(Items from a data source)
"""
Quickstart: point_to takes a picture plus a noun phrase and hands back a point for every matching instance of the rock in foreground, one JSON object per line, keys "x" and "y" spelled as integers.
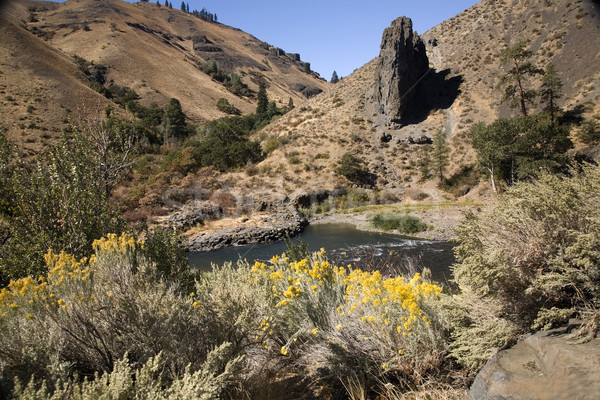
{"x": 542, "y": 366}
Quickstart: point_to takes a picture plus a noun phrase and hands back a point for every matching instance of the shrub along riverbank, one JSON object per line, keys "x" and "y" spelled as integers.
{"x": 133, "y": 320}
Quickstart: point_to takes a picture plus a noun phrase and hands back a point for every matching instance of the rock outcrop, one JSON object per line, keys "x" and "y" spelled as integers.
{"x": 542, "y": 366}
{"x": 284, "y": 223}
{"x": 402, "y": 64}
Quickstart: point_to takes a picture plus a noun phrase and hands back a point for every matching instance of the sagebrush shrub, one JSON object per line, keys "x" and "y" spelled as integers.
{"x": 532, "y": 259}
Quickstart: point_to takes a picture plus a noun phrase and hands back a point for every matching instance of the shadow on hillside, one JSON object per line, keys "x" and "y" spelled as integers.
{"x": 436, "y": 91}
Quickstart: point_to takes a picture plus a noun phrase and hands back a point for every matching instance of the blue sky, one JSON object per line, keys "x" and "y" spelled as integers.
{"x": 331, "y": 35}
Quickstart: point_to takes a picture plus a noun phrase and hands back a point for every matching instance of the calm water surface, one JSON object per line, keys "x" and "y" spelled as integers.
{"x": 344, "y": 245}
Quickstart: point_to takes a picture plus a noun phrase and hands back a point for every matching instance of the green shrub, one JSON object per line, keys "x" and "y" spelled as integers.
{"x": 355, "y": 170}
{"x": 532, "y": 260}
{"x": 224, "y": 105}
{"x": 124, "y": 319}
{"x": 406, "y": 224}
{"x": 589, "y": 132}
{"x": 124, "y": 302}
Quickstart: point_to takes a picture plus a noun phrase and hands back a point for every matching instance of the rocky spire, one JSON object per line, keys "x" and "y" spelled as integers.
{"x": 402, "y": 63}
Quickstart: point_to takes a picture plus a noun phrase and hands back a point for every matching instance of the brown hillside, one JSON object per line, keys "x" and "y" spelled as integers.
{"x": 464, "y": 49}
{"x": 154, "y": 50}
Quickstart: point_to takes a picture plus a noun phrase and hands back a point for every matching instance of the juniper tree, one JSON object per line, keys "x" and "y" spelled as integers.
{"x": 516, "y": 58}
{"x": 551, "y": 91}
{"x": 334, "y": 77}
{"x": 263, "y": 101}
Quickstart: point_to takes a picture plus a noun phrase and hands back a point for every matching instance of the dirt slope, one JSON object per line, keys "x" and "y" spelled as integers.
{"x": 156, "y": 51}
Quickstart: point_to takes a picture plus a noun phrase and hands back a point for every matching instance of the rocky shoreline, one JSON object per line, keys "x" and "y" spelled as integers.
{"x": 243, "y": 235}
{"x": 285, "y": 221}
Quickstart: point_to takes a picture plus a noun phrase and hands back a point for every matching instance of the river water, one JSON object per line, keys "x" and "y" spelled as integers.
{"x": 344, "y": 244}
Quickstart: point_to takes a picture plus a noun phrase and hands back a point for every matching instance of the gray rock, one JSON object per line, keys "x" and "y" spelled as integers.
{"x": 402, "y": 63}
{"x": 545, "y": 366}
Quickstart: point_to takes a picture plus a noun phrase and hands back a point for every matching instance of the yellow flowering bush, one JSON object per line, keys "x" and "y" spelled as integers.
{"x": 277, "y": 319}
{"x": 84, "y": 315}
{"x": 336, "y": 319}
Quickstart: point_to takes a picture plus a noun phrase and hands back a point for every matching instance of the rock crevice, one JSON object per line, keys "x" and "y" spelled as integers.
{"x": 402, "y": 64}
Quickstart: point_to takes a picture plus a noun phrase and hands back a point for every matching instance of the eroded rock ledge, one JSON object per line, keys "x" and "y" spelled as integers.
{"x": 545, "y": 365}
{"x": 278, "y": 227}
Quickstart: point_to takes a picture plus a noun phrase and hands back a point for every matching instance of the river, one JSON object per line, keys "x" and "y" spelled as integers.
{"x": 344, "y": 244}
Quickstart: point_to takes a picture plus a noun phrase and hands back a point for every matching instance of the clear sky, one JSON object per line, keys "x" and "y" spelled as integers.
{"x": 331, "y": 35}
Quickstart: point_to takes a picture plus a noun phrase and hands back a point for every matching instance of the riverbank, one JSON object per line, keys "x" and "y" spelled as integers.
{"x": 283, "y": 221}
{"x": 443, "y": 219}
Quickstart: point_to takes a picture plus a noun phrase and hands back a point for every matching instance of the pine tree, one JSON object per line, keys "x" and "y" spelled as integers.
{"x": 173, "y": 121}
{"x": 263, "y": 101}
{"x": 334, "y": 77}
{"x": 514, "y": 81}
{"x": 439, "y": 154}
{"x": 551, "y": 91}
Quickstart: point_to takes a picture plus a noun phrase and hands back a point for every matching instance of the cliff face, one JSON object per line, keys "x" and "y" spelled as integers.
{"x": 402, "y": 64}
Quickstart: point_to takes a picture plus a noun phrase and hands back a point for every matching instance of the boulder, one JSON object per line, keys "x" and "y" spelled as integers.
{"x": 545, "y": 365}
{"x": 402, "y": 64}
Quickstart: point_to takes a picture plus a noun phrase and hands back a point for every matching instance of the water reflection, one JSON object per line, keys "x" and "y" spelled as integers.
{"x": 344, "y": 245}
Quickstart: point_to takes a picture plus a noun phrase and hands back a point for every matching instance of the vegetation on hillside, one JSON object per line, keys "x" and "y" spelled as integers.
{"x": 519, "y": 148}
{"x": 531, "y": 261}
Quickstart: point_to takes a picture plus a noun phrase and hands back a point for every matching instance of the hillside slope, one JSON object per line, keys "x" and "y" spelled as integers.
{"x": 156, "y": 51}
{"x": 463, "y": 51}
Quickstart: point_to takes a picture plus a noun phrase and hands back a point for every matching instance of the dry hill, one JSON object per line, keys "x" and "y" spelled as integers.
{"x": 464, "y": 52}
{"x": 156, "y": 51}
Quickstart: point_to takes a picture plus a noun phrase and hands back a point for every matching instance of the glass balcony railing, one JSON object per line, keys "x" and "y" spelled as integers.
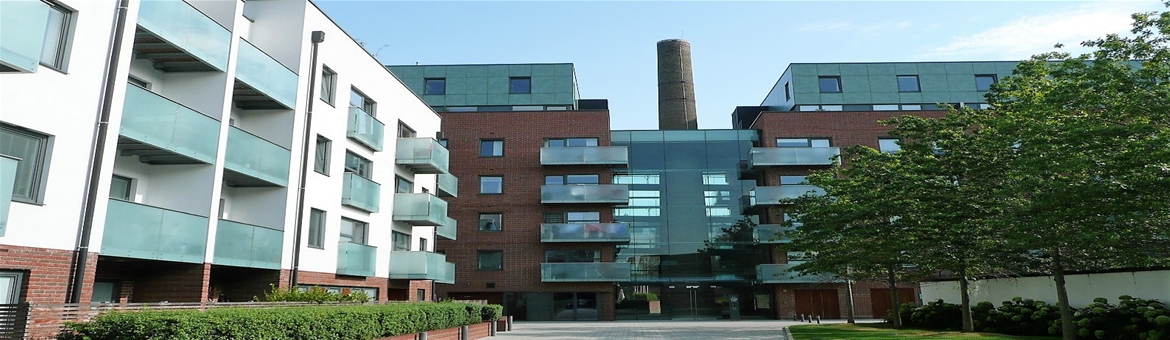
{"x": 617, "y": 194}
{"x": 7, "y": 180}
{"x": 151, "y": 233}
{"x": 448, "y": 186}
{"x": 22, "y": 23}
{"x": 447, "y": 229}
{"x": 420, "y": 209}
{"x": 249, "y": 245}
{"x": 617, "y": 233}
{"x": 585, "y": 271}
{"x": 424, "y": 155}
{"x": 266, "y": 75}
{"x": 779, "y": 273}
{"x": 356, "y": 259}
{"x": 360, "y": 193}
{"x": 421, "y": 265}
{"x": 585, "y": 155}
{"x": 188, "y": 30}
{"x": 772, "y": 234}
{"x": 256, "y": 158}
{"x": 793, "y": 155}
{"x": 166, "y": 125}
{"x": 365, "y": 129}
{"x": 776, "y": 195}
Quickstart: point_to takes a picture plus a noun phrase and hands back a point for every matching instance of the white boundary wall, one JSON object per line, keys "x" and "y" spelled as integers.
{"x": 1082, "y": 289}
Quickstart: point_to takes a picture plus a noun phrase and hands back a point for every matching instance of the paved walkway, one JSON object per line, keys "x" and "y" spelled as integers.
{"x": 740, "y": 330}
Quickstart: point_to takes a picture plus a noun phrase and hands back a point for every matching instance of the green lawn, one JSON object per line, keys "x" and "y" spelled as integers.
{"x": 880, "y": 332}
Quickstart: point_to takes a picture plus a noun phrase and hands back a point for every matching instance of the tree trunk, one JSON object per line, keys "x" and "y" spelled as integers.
"""
• _Assigned task_
Every line of the data above is to be set down exactly; the pictures are not.

• _Reply_
Quickstart: point_to takes a picture plus a noun phrase and hands back a point for every matching instance of the rock in foreground, one JSON object per line, keys "x" and "y" spelled as integers.
{"x": 542, "y": 366}
Quickstart: point_to takes a picture plus a noun phrase and hands back a point for every matching instance of the shrub along riverbank, one JSON object per line, keys "x" and "y" spelled as integers.
{"x": 133, "y": 320}
Quickstart: point_to takes a picture plus a noun phrase and hands back a point for every matching instance of the rock outcrop, one JSON object per line, keys "x" and "y" spelled as integers.
{"x": 542, "y": 366}
{"x": 284, "y": 223}
{"x": 402, "y": 64}
Quickstart: point_to takes a picture plus a noun phrase and hands back a point for every matching instance of the sagebrush shrub, one JSON object per line, keys "x" and "y" spelled as integers.
{"x": 532, "y": 259}
Quickstart: point_to takes a picture plus a noun phrase and hands back a point for every matching instance of the shadow on hillside, one JSON object per line, keys "x" and "y" spelled as integers.
{"x": 436, "y": 91}
Quickstart: point_to takes a picture plus a noun phrase and hands back a point for every matching instance of the blue sky, one JSON object per line, keys "x" and "y" spelled as integers.
{"x": 331, "y": 35}
Quickstart: point_to takes a picture plus a noun phrase and hands back a point for every matching instance of the calm water surface, one JSON object per line, keys "x" and "y" spelled as integers.
{"x": 344, "y": 245}
Quickstart: point_to takes a picture plus a noun phrase and hands back a point for every matching instance of the green shrub, one JSON object per line, keys "x" and "y" spelled as integers.
{"x": 355, "y": 170}
{"x": 532, "y": 260}
{"x": 224, "y": 105}
{"x": 124, "y": 319}
{"x": 406, "y": 224}
{"x": 589, "y": 132}
{"x": 124, "y": 302}
Quickstart: point_to takes a picture plus a noun phrase and hands back a point for every matching instance of the rocky spire, one JSON object per line, keys "x" and "y" spelled as integers.
{"x": 402, "y": 63}
Quickstart: point_to takes a picture plus a noun phrase and hands back a point for every matching instance of the brown hillside, one JSON object per line, keys "x" and "y" spelled as integers.
{"x": 464, "y": 49}
{"x": 154, "y": 50}
Quickstart: point_to takes a picture plus a noun phrase and hands back a point for every matching instance of the juniper tree, one JSON object per line, keys "x" and "y" spelled as integers.
{"x": 516, "y": 58}
{"x": 551, "y": 91}
{"x": 334, "y": 77}
{"x": 263, "y": 101}
Quickstart: point_to takes a picture plus a noun phrase and hands back a point for every matching instance of the dirt slope, one JSON object per line, keys "x" and "y" spelled as integers.
{"x": 156, "y": 51}
Quickstart: point_to takes a picture plus a noun phrase and hands back a point for every matching instance of the rocky shoreline, one JSON object per line, keys "x" and "y" spelled as integers.
{"x": 243, "y": 235}
{"x": 285, "y": 221}
Quickstart: point_to takes a picture plus a noun phrase and hands back a point for every matching instance of the river water, one JSON object per line, keys "x" and "y" spelled as integers.
{"x": 344, "y": 244}
Quickstart: point_to takes a picture plus a noun phrase and hands back a point for every matching instance of the gray rock, one JSON object per line, keys "x" and "y" spelled as integers.
{"x": 402, "y": 63}
{"x": 545, "y": 366}
Quickstart: point_to takes a picture plus a noun phrase and hands back a point for every matching instance of the yellow flowering bush, one JSON object per line, keys "x" and "y" spelled as integers.
{"x": 277, "y": 319}
{"x": 84, "y": 315}
{"x": 336, "y": 319}
Quickstart: point_to takes a picture plus a noun phrase and hands back a point for every matching instance of the rock crevice, one JSON object per line, keys "x" and "y" spelled as integers.
{"x": 402, "y": 64}
Quickstart: point_to takes a picture plus a noun phrase and hands back a point for every matching instance of the eroded rock ledge, one JSON object per line, keys "x" and "y" spelled as integers.
{"x": 545, "y": 365}
{"x": 278, "y": 227}
Quickstart: point_to takes a picture plus a noun phrase and hands back a point for every matching instance of the river, one JSON object per line, keys "x" and "y" spelled as integers.
{"x": 344, "y": 244}
Quickstart: point_to takes a picture plus a noun phrase and hands back a point for every matching instance of the clear sky, one JSON object per line, keys "x" and "y" spelled as integers.
{"x": 331, "y": 35}
Quickstart: point_to takes a picture plus a noun phrase and hands back a point for every matching instance of the riverbank, one JSON object per line, keys "x" and "y" spelled as integers.
{"x": 283, "y": 221}
{"x": 443, "y": 219}
Quickstart: point_to takes a picture plus a noun phrase and hands back a point for every matching instance of the pine tree, one JSON object per line, keys "x" and "y" spelled as integers.
{"x": 173, "y": 121}
{"x": 263, "y": 101}
{"x": 334, "y": 77}
{"x": 514, "y": 81}
{"x": 439, "y": 154}
{"x": 551, "y": 91}
Quickstart: point_to takes a picture plus a noun phrase and hands back a point for every matching instance of the cliff face, one JSON object per line, keys "x" and "y" spelled as integers.
{"x": 402, "y": 64}
Quickstart: point_to takes a picture plus a noun phrase and hands back a point for every matching instance of the boulder, one JSON object per line, keys "x" and "y" spelled as integers.
{"x": 545, "y": 365}
{"x": 402, "y": 64}
Quickstart: point_to takes a picture plus a noun phrase and hands back a point for every matching instance of the water reflection, one JSON object per line, keys "x" and "y" spelled as integers.
{"x": 344, "y": 245}
Quickstart: point_to takes a picture plus a noun phrase and hands back a point for every matching instance of the vegetation on hillside, one JSON object per line, keys "x" and "y" spelled as integers.
{"x": 519, "y": 148}
{"x": 531, "y": 261}
Quickstart: point_to takes a picture plus a noun phrase and hands back a point for every matching instance of the hillside slope, one JSON object per line, keys "x" and "y" spelled as integers.
{"x": 156, "y": 51}
{"x": 463, "y": 51}
Quickstart: point_to takes a picture plus a noun phrase and hands back a point for every matching instance of the dry hill, one JSON object per line, keys "x" and "y" spelled as integers.
{"x": 464, "y": 52}
{"x": 156, "y": 51}
Quickstart: point_to takes a picture plus a noun phrase and hands back a point for every matching instance of the glass balcony railing, one JSON object per line, keys "x" and "y" spelled as integers.
{"x": 617, "y": 194}
{"x": 7, "y": 180}
{"x": 151, "y": 233}
{"x": 448, "y": 186}
{"x": 22, "y": 23}
{"x": 447, "y": 229}
{"x": 420, "y": 209}
{"x": 249, "y": 245}
{"x": 617, "y": 233}
{"x": 585, "y": 271}
{"x": 424, "y": 155}
{"x": 266, "y": 75}
{"x": 779, "y": 273}
{"x": 356, "y": 259}
{"x": 360, "y": 193}
{"x": 421, "y": 265}
{"x": 585, "y": 155}
{"x": 188, "y": 30}
{"x": 772, "y": 234}
{"x": 256, "y": 158}
{"x": 793, "y": 155}
{"x": 166, "y": 125}
{"x": 365, "y": 129}
{"x": 776, "y": 195}
Quickstart: point_to takes a picture plus a noun phrase and hands back a point for every matching instance of the white boundary wall, one JSON object per line, keys "x" and "y" spelled as integers.
{"x": 1082, "y": 289}
Quickstart: point_to takes a picture plus a noun phrase and hands back a point for every matching instance of the paved walkway, one JSON object per line, keys "x" and "y" spelled as integers.
{"x": 740, "y": 330}
Quickstart: point_to takes a picture plus a noun phrase and hands back a point for every matching instance of the green lawn, one JSON object per line, keys "x" and "y" spelled as integers.
{"x": 880, "y": 332}
Quickstart: point_to takes a picture plus a noun phrase and hands back a point for every matching instance of the tree trunk, one JSON object per line, keys "x" and "y" spelled as integers.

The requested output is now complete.